▶ Your objective: Please write out these items as a two-column CSV with the headers "request" and "answer" and one row per item: the item's text in the first field and its answer in the second. Quote each field and replace line breaks with spaces.

▶ Extracted entries:
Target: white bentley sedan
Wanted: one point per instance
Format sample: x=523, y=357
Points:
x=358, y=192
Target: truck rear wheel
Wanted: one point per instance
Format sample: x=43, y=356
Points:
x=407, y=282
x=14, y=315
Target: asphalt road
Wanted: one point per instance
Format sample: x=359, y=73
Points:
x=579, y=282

▶ Solution to this task:
request,answer
"Target: white bentley sedan Wanted: one point per instance Format sample: x=523, y=357 Points:","x=358, y=192"
"Target: truck rear wheel Wanted: one point per instance Format sample: x=43, y=356 Points:","x=407, y=282 x=14, y=315"
"Target: asphalt road Wanted: one point per instance Format sample: x=359, y=73 Points:","x=579, y=282"